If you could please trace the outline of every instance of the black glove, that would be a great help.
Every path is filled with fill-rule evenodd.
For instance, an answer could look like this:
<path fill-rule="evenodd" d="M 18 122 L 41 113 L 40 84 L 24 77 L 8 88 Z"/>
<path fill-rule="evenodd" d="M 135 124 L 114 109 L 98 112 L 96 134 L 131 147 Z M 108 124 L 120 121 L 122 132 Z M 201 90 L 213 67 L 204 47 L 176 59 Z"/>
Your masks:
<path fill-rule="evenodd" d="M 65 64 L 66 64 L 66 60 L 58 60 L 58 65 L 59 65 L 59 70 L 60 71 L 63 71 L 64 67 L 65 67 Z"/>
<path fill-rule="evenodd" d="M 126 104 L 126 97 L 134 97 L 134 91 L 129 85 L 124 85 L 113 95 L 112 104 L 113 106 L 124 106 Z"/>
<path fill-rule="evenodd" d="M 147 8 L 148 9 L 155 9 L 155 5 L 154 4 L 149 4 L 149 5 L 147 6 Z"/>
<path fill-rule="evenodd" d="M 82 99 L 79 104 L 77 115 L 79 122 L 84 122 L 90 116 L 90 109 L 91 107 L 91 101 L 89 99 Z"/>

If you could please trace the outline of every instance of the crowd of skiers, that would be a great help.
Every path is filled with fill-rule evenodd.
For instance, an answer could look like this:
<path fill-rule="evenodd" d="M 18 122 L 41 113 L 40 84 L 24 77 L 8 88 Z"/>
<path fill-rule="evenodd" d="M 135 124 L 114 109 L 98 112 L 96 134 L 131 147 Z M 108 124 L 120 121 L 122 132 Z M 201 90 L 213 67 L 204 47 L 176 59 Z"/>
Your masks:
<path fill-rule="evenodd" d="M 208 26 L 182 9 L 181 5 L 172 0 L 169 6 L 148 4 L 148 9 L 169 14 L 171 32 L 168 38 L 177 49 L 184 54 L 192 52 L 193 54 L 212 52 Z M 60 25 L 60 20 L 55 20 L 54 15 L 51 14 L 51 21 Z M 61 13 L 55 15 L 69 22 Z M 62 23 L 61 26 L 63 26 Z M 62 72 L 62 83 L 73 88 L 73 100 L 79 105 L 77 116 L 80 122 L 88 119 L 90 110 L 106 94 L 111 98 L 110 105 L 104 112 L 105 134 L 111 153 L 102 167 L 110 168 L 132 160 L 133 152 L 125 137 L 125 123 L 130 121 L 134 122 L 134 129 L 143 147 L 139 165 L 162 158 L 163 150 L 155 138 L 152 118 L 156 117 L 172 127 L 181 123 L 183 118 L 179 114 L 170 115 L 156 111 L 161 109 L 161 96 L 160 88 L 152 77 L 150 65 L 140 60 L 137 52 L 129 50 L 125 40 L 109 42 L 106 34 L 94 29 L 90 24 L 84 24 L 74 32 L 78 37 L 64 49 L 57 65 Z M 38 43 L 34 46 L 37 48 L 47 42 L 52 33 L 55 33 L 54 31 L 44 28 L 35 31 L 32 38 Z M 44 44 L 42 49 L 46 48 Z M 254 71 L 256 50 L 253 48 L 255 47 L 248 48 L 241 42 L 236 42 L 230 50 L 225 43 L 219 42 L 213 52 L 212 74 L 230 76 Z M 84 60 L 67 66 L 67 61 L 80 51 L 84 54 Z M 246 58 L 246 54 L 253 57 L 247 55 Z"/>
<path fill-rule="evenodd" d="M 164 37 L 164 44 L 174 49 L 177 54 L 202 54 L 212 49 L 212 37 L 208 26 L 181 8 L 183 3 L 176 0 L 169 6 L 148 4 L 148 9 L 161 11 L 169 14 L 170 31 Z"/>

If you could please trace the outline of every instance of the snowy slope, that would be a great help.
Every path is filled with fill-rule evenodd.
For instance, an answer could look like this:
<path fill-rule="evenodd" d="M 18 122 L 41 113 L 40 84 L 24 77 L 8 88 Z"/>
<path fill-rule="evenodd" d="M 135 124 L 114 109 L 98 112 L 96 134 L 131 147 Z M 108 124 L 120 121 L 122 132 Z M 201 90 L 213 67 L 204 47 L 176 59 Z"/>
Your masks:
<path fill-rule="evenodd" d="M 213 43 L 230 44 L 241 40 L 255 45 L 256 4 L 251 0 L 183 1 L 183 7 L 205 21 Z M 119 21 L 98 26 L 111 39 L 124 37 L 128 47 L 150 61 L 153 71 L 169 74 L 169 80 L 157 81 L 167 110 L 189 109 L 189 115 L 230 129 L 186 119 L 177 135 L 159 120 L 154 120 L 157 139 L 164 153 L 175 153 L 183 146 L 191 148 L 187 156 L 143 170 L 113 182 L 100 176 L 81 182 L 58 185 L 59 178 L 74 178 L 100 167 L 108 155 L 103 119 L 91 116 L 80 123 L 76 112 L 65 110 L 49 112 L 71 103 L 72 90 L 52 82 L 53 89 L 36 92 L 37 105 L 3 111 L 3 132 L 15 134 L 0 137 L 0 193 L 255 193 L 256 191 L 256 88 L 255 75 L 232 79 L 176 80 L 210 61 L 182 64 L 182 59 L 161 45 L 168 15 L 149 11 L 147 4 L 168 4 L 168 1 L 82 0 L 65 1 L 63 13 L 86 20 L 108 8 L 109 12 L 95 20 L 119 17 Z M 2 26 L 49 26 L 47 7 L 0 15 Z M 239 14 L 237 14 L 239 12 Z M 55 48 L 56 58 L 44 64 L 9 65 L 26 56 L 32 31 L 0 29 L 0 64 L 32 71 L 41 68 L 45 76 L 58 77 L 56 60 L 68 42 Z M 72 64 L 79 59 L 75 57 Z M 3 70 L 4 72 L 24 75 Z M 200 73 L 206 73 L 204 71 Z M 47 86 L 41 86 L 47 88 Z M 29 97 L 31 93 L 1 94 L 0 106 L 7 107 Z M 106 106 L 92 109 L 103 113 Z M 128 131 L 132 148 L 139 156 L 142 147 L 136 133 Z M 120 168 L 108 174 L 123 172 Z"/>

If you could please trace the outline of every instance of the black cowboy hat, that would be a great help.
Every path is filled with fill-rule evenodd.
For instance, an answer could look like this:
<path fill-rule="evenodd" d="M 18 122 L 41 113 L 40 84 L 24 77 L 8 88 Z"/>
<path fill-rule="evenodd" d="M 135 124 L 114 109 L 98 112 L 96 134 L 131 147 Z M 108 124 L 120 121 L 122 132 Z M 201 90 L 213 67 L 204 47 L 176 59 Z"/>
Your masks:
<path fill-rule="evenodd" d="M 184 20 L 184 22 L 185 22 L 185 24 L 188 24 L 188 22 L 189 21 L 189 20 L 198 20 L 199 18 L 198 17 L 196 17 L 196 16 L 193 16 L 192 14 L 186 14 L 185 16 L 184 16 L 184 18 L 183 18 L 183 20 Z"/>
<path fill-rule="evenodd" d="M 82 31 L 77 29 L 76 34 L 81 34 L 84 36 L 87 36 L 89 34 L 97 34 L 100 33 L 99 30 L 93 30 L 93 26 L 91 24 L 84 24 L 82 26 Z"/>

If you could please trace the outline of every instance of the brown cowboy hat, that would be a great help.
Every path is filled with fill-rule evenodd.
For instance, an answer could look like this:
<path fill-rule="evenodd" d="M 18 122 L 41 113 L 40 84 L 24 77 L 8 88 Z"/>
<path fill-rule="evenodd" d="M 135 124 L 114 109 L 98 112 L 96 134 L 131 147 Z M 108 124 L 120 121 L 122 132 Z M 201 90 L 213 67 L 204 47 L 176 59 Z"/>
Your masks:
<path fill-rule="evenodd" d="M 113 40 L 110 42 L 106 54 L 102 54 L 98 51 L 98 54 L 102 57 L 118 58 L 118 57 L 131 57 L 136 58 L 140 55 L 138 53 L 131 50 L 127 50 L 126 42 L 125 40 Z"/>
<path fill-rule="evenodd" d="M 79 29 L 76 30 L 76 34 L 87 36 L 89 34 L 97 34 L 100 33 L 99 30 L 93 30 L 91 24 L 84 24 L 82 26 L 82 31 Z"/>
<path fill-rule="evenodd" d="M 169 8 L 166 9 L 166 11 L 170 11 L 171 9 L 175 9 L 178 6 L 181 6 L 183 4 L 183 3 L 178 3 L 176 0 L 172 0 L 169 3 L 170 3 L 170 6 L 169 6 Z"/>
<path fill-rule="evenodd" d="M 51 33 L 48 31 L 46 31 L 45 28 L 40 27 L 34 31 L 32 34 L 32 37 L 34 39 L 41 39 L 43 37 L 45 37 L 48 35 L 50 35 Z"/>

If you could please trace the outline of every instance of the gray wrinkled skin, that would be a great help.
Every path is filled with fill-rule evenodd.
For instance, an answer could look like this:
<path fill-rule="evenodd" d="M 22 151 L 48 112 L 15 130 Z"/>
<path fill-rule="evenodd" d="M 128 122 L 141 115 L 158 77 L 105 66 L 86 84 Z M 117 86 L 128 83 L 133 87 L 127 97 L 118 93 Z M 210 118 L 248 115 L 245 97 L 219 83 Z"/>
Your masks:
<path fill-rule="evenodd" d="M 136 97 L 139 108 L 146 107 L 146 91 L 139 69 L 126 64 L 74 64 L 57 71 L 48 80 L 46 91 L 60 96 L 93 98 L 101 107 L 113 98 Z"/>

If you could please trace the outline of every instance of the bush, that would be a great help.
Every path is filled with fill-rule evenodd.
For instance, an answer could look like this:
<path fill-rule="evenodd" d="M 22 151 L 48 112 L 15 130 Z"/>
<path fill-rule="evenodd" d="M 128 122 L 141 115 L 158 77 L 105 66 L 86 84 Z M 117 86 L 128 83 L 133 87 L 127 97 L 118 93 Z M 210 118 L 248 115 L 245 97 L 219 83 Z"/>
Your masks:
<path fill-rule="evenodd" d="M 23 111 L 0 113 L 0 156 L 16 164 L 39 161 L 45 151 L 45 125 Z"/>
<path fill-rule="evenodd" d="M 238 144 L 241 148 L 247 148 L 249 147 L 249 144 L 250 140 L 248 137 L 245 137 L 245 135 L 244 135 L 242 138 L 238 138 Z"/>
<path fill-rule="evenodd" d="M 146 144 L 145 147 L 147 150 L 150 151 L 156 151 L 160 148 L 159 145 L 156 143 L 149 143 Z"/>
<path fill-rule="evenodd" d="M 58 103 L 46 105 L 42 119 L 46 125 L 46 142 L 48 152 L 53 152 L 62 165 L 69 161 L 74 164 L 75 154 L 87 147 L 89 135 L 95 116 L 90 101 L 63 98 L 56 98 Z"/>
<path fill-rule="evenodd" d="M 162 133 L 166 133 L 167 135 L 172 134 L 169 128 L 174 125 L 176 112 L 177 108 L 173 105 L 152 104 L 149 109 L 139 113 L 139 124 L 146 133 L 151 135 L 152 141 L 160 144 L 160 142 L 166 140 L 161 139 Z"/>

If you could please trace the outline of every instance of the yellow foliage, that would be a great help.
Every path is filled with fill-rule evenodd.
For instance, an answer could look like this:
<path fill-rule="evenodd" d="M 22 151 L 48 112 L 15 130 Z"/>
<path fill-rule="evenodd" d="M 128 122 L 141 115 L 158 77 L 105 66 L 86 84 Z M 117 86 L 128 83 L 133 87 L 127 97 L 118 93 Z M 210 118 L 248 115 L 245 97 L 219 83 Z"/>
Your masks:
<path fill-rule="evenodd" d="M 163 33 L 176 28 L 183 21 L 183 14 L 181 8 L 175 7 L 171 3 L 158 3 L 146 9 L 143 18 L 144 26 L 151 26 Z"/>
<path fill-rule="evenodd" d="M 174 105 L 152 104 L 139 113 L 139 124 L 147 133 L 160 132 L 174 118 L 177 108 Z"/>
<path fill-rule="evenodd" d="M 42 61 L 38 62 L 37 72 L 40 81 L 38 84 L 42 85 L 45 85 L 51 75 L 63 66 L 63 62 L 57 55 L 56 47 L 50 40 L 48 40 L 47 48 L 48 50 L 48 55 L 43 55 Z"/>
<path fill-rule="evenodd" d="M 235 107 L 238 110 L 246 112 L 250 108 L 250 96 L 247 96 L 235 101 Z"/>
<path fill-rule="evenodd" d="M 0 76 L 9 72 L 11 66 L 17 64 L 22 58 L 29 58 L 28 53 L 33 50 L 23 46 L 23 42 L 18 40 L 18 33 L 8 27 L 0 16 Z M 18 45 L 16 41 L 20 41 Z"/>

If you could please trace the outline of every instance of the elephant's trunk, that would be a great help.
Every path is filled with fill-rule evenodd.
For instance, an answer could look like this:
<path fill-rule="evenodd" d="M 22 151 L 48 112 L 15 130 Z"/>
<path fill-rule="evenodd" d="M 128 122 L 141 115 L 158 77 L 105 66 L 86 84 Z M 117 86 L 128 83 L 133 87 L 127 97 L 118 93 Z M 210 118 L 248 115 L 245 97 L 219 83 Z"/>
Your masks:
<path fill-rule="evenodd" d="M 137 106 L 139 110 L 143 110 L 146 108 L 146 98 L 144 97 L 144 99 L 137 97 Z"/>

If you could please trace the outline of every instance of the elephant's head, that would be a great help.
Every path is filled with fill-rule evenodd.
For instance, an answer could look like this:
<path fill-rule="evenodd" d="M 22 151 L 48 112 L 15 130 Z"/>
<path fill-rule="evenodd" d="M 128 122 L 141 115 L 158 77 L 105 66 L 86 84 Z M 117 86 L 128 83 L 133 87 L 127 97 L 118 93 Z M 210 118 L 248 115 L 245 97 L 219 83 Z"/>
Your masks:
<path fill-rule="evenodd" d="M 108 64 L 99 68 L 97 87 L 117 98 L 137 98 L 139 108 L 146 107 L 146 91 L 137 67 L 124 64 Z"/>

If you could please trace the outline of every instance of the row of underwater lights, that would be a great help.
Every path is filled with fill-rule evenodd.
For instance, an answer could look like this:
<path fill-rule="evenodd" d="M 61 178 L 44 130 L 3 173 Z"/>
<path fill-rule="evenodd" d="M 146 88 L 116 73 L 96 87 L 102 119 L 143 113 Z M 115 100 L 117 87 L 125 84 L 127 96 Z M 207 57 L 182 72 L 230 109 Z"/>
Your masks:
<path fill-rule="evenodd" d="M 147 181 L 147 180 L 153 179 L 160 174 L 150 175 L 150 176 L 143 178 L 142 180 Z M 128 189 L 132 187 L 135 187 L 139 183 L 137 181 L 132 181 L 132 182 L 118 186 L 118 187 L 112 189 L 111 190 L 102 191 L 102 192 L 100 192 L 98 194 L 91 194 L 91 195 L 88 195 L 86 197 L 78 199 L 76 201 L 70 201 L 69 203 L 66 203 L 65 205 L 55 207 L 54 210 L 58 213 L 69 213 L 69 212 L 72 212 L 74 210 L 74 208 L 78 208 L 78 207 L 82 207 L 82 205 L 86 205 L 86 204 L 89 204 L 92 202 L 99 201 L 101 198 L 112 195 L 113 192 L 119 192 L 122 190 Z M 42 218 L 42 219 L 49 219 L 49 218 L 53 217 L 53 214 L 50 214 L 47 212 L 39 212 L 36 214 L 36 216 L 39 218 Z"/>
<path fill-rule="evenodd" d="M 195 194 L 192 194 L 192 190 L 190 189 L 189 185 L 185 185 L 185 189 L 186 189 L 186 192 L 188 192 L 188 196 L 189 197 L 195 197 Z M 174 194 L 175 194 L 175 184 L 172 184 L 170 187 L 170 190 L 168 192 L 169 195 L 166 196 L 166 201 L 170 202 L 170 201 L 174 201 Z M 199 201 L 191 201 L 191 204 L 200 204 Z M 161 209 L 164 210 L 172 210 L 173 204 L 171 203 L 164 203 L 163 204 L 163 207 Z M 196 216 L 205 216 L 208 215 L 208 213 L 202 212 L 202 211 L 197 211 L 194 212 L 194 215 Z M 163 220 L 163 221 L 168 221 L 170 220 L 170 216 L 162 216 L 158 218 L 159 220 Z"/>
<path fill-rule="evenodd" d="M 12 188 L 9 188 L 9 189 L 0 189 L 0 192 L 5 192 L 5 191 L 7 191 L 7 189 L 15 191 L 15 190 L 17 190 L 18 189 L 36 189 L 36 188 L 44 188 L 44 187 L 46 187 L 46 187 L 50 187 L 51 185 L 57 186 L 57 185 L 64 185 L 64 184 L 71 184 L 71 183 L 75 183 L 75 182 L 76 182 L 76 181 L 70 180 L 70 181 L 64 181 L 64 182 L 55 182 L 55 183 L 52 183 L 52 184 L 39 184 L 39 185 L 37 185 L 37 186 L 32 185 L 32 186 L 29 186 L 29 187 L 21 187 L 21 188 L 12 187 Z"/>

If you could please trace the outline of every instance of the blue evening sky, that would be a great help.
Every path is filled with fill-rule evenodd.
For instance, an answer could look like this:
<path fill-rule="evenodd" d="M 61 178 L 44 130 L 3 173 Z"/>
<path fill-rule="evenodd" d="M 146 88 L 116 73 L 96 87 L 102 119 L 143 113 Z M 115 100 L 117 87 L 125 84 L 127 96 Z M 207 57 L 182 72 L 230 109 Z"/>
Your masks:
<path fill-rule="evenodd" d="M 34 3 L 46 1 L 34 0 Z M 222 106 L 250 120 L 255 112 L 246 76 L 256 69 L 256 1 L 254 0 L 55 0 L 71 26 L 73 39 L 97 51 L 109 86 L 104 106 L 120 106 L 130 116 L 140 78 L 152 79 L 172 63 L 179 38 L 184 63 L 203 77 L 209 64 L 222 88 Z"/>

(Exercise) Gather every line of the records above that contains the string "elephant", treating case as significant.

(Task answer)
If you could please trace the outline of every instance of the elephant's trunk, that would be a great help.
If you could please trace the outline of every instance of the elephant's head, that would be a great help.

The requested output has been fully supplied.